Stated goal
Copy down all of the data underneath, exactly as shown.

Working data
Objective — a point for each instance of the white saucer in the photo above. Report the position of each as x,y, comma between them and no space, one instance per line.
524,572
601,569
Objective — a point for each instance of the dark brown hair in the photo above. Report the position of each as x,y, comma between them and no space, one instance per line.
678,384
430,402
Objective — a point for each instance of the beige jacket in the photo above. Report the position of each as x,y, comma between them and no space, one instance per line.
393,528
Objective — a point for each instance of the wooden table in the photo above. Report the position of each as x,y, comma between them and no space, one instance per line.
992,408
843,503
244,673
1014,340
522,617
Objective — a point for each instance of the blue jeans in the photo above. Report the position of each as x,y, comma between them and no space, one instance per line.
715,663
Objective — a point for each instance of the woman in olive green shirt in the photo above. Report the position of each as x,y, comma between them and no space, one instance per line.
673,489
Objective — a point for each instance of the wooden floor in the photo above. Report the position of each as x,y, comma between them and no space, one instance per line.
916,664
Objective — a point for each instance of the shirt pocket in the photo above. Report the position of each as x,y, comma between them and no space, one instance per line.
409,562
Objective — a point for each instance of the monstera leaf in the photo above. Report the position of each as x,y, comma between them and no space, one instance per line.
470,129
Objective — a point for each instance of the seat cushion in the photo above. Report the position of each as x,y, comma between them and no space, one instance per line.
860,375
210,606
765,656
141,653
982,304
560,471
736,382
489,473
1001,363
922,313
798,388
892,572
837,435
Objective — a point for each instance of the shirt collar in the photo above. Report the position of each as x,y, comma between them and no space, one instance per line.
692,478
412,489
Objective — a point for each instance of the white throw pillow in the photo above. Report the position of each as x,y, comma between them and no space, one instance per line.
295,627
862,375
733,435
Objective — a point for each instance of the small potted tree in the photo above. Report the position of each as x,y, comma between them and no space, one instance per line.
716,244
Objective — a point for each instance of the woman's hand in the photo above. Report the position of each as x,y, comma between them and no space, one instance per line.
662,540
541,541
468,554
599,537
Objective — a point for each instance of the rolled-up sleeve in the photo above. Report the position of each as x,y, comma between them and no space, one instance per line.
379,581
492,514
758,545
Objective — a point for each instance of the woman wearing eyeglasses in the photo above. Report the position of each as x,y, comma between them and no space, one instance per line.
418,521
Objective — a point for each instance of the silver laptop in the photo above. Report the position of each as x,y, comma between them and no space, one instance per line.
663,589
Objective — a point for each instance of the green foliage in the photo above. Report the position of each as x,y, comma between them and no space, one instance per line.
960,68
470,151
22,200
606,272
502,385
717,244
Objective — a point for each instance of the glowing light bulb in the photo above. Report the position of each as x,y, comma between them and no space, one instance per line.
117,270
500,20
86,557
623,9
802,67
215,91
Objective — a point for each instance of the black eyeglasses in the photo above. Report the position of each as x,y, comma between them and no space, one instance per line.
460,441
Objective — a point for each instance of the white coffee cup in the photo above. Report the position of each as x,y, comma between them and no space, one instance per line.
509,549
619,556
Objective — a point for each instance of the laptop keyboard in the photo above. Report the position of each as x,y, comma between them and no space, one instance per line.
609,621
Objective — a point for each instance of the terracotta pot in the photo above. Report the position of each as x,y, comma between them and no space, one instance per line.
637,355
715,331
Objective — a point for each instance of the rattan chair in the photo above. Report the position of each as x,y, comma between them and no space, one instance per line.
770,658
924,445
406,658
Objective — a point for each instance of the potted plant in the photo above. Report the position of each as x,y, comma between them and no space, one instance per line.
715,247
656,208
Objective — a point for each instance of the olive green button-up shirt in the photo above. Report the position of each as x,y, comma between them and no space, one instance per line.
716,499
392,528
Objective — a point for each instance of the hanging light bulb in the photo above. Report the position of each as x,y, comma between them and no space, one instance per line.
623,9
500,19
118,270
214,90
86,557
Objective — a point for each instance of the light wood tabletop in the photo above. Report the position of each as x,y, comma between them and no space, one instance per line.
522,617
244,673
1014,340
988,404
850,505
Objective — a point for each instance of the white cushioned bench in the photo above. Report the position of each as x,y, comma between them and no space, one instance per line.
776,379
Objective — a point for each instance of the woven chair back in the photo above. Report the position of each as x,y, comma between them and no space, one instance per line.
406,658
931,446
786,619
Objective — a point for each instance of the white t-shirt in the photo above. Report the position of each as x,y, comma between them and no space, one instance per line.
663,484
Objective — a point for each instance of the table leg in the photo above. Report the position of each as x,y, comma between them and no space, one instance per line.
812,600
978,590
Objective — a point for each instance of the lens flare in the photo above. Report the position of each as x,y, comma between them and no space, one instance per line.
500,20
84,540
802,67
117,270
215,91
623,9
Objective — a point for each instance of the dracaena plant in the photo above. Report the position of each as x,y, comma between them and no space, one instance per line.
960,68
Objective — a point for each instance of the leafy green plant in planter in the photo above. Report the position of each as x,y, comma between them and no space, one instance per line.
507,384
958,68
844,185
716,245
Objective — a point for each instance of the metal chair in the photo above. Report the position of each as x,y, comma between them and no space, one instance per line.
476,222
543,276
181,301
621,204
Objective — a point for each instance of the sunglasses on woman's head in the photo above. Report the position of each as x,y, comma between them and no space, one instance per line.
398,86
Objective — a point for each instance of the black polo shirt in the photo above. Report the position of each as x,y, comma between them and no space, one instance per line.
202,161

Result for this task
Objective — a point for each instance of the white saucer in the photo above. Report the position of each as x,y, comma between them and no space, one instance per line.
524,572
601,569
Objective — a point for each instance of the dark brown hair in the photo above. Report the position of each as x,y, comma between them and no space, one instance per line.
678,384
430,402
Objective — a point for each instance of the beige jacket in the photo above. Report the position of each as x,y, comma between them and no space, one instance per line.
393,528
Objective — a point for each instance of the wooden table in the photo above. Report the position of each as x,y, comma between them and no space, one instance per line.
992,408
843,503
244,673
1014,340
522,617
Objective — a point for each instance of the blue jeans in the photo above. Report the position of each as x,y, comma between them and no space, one instance per line.
715,663
Objective — a point for each instance of the woman in olive green shirt in the photo above. Report the position of each as x,y, comma between them and no space, one instance per line.
673,489
Objective — a point for each instance of the wooden floor in the photo above. Report the position of each as x,y, comma between them and no space, one instance per line.
916,664
Objective — a point for each instance of the shirt pocket in the photo above. Report the position of each as x,y, comma between them and no space, one instance per line.
409,562
Objective — a point for each instance of the monstera leaf in the photo above. Report the position of each as x,y, comma between them and no space, one instance per line.
470,129
Objective — a point for each instance of the seat cushion in the photo above. Report the position of each as x,y, comma between them and no space, one instance per line.
860,375
210,606
765,656
141,653
982,304
560,471
736,382
489,473
1001,363
922,313
798,388
892,572
837,435
Objective — a point for each instance of the shirt collar in the photo above. Report the position of each as x,y, comma between them and no space, one instance per line.
692,478
412,489
Objective — a point for each instance of the white throw pillow in the photo above. Report the position of each as x,y, comma between them and no space, one instance per line.
295,627
862,375
733,435
Objective — a point for each instance of the small potted tree in the photo above. Report the position of each as x,y, comma between them and no space, one instance per line.
716,244
Objective — a point for each instance of the woman's hand in the photo above. Report the position of each as x,y, comma between them and no space, one instance per line.
662,540
541,541
468,554
599,537
Objective — a point for each instance of the rolled-up sleeve in the photo above. Report the position of each as x,y, comma between them and no space, one instance per line.
379,581
492,514
758,545
Objective — a point for each instance of the woman wearing eyeglasses in the photo above. Report the position of each as x,y, comma between them and no space, one instance per line.
418,521
Objective — a point for each instance of the silver laptop in the photo above. Report the position of each as x,y, comma between them and no space, one instance per line.
663,589
Objective — a point for each instance of the green foliage in the photo above. Report the position of each as x,y, comma between them and no space, one instance per line.
960,68
470,151
22,200
606,272
502,385
717,244
Objective — a point for each instance of the glowing light bulb in the photo above. Report the position of each as x,y, comma between them and no space, one instance per line.
117,270
500,20
86,557
623,9
802,67
215,91
Objective — a point for each instance of the black eyeglasses in the photo above. Report the position of each as x,y, comma between them and no space, one instance per line.
460,441
Objective — a point for each instance of the white coffee cup in the photo above. Report the position of each as x,y, comma between them and no space, one instance per line.
509,549
619,556
Objective — a point for each instance of the laptop keyboard in the photo above. Report the position of each as x,y, comma between them and no space, one instance per line.
609,621
Objective — a point for each instance of the terracotta pot in the photo above. Report the position of each as x,y, comma between them and no space, one instance per line.
637,355
715,331
Objective — a point for each instance of the rattan chair in the photo above. Report the position of each as x,y, comma between them and no space, one instance per line.
770,658
924,445
406,658
Objective — a point for each instance of the potted plant in the photo above. Report the position of each as x,y, comma between them and no space, one instance per line.
715,247
656,208
Objective — a point for each instance of the olive green button-up shirt in the photo above. Report the position of each as x,y, comma between them and no space, one instance per line.
716,499
392,528
Objective — a point for each instance of the hanging light bulb in the photo above. Report the position of each as x,y, comma between them and no space, one instance per line.
623,9
500,19
118,270
214,90
86,557
Objective — a point for each instance of the light wood tabletop in the photo above. Report the position of each as x,y, comma between them and no space, one instance per line.
522,617
244,673
1014,340
988,404
850,505
Objective — a point for each instance of the white cushioned bench in the photo above. Report the position of each as x,y, comma between them and no space, one instance per line.
776,379
Objective — a point for each instance of the woven chair back in the photo above. Report the position of each as x,y, comma between them and no space, one instance per line.
406,658
931,446
786,619
Objective — a point for each instance of the white t-shirt in the photo above. Report the position of each as x,y, comma between them and no space, one instance per line.
663,484
Objective — a point for each instance of the table leg in the photo above. Report the position of each as x,y, comma between them and no space, one instance per line.
812,600
978,590
Objective — a point for each instance of the lens flare in the photo above. Report the position of each as x,y, comma between them and no space, one instance per line.
500,20
84,540
802,67
117,270
215,91
623,9
Objective — a point for each instance of the dracaena plant in the photo above. Report the position of each as x,y, comma between them and no space, one instance per line.
960,68
Objective — a point for each instance of the leafy green plant in planter in the photo above. Report the position of each as x,y, comma between them and no space, one instance per line.
507,384
958,68
844,185
716,245
Objective — a point for each instance of the metal chair in the photo above. Report the position of each as x,y, comma between them and no space, one instance per line.
476,222
543,276
181,301
621,204
Objective — a point for each instance of the sunglasses on woman's head in the photo above. Report the position of each as x,y, comma between them and no space, one instance per line.
398,86
Objective — a point for each instance of the black polo shirt in the photo above. Report the position of each as x,y, comma between them and no space, one instance per line.
202,161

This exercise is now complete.